* STATED PROBLEM *
Copy the records below word for word, from the line with "of the truss" up to and including the line with "column 379, row 234".

* WORKING DATA *
####
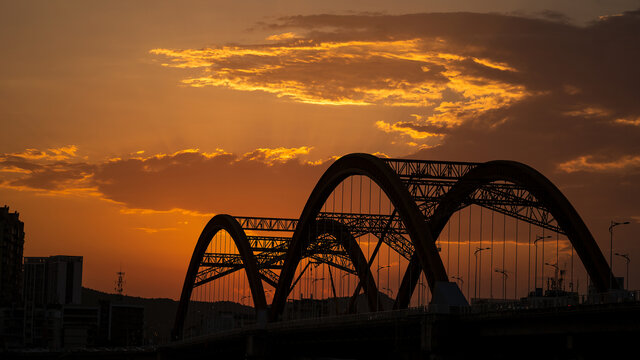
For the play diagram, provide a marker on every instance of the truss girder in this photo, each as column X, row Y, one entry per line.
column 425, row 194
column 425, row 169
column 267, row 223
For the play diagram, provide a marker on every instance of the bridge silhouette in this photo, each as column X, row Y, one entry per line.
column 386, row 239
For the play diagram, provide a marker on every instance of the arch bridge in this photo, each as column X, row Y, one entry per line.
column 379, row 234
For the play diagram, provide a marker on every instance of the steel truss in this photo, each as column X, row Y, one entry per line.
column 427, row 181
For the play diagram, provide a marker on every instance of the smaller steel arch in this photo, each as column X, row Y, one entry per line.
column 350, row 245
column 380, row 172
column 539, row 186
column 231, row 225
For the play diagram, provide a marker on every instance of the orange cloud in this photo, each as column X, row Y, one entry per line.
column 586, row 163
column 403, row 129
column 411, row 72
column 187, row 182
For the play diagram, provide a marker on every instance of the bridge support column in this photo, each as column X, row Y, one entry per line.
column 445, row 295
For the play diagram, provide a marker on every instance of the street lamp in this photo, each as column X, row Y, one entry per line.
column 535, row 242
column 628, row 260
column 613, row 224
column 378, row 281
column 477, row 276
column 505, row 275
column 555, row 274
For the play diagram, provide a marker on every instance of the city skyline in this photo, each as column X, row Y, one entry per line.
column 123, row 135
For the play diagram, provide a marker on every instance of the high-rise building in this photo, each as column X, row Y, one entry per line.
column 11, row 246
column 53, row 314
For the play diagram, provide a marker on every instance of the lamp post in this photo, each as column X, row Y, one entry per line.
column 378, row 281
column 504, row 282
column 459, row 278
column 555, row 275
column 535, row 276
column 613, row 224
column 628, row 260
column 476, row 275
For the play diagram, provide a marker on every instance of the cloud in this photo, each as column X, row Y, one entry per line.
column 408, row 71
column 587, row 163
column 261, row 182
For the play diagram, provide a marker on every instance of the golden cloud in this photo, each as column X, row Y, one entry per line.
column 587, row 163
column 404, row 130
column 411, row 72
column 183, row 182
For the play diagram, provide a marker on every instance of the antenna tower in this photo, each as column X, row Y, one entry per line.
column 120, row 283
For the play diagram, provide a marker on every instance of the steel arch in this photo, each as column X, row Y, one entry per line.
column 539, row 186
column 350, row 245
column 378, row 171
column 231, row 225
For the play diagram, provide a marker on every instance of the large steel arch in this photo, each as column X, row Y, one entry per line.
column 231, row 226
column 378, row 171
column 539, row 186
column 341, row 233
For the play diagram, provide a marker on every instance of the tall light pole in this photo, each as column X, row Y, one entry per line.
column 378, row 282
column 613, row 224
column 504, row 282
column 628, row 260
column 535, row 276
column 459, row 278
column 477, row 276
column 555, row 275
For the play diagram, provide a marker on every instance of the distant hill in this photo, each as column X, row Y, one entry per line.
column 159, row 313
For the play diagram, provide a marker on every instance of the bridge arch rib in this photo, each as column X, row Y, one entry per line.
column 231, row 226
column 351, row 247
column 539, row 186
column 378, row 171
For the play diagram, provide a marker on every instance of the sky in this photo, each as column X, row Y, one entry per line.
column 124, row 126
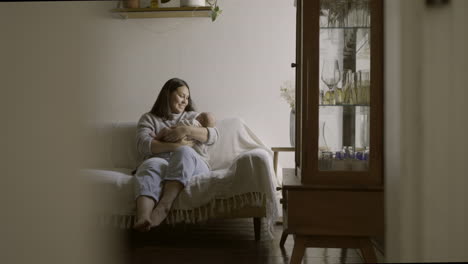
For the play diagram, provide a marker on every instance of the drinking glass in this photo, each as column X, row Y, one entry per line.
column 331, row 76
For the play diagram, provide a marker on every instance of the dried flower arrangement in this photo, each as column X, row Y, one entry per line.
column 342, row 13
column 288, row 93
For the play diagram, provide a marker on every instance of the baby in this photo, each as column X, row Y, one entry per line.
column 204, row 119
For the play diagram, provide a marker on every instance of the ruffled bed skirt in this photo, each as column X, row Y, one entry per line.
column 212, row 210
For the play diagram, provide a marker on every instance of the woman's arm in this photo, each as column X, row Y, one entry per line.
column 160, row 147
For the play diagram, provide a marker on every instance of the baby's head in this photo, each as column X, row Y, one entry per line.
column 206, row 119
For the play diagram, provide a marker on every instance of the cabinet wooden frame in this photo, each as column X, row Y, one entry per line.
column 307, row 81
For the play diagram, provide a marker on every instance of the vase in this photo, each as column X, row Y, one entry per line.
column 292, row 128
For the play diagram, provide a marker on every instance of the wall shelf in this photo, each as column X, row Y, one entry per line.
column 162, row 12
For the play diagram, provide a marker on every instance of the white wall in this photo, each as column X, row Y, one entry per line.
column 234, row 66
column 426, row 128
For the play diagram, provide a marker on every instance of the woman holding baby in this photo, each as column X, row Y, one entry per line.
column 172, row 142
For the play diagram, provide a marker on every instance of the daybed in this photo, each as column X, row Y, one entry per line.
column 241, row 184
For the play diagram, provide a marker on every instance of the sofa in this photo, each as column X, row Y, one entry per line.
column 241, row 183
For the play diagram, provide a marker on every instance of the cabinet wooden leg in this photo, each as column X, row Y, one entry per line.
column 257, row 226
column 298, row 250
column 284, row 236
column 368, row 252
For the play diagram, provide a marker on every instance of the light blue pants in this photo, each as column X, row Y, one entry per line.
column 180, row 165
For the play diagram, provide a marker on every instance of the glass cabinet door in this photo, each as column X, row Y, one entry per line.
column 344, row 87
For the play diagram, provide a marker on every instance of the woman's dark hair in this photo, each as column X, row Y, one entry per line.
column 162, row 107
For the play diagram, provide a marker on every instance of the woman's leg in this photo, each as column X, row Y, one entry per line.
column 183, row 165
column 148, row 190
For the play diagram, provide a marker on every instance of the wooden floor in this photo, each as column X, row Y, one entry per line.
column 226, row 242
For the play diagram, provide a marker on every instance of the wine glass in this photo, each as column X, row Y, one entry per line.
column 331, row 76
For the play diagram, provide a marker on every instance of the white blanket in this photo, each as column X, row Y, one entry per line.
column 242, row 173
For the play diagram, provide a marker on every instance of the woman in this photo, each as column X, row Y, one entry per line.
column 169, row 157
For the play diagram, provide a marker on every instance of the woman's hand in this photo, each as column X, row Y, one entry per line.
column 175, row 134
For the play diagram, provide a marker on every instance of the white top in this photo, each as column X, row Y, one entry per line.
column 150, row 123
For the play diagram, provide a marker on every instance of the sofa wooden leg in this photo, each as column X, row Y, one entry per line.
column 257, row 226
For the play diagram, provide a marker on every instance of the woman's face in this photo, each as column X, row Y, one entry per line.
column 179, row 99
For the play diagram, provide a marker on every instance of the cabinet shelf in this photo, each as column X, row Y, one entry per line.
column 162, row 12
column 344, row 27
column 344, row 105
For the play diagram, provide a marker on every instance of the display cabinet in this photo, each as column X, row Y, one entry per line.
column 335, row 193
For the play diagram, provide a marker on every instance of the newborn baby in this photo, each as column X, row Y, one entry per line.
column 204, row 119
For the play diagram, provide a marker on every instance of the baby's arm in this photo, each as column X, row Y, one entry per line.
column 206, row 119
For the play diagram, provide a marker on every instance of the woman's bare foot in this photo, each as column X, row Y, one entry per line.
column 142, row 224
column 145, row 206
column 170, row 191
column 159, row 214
####
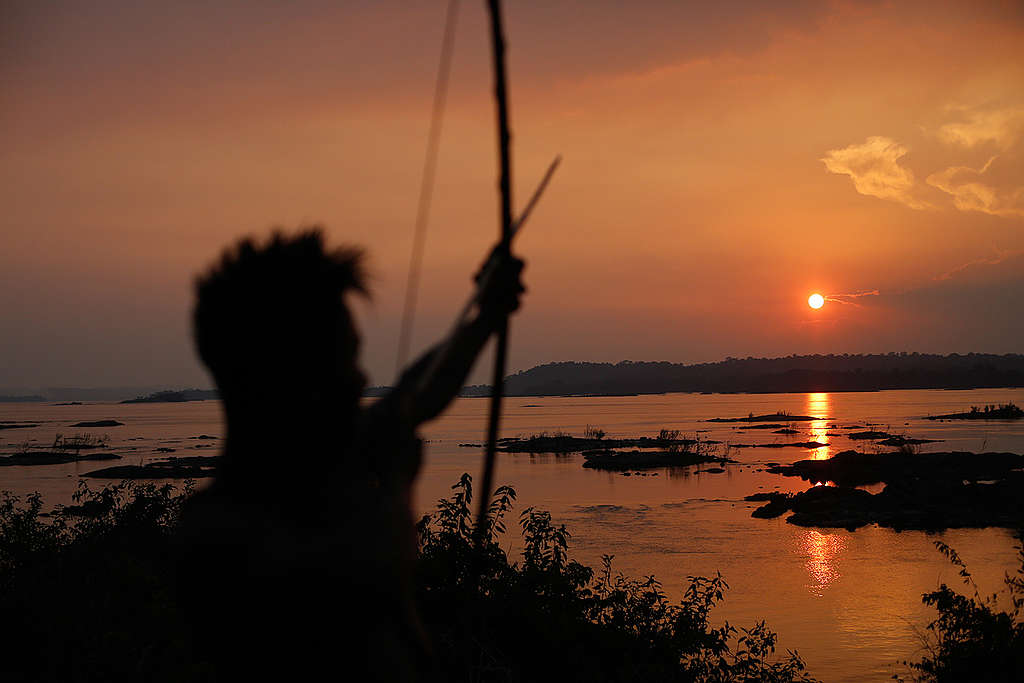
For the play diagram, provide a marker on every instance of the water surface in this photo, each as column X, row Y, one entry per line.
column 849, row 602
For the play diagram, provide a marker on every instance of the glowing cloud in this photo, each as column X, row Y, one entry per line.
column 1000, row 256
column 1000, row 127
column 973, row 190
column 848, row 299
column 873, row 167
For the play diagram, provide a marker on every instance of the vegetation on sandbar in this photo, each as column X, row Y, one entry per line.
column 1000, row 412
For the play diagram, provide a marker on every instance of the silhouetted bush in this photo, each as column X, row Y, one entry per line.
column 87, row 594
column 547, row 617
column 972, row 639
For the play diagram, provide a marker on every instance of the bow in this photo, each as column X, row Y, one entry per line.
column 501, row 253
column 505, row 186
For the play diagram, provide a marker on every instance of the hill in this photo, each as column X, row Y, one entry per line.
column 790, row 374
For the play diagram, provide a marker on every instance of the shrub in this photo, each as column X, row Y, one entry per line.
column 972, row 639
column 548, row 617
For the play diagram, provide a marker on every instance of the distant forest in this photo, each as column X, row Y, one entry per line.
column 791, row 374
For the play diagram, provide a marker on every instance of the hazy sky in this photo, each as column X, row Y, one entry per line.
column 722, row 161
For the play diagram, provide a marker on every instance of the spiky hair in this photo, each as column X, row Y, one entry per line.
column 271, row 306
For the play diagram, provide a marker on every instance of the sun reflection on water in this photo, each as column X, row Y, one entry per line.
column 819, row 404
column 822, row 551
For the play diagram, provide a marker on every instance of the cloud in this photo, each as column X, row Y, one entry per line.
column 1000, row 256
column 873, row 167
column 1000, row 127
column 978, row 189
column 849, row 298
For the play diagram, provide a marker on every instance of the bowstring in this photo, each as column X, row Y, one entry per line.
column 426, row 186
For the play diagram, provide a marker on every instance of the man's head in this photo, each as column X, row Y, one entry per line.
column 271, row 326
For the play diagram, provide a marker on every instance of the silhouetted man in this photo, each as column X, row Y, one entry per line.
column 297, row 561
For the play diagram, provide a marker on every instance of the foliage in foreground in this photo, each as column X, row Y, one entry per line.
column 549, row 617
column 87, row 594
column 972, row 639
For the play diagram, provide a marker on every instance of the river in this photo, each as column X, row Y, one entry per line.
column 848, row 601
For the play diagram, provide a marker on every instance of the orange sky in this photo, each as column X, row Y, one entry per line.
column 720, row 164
####
* RESULT OF THIS EXERCISE *
For the play diagram, provide a marker on every instance of the truss girder in this photo, each as column X, row Y, one entry per line.
column 425, row 194
column 425, row 169
column 267, row 223
For the play diagram, provide a marker on every instance of the bridge silhouette in this photo, each as column X, row Y, one entry per line.
column 386, row 239
For the play diagram, provide a marker on every instance of the arch bridge in this photo, each as column X, row Y, one entry per line.
column 379, row 234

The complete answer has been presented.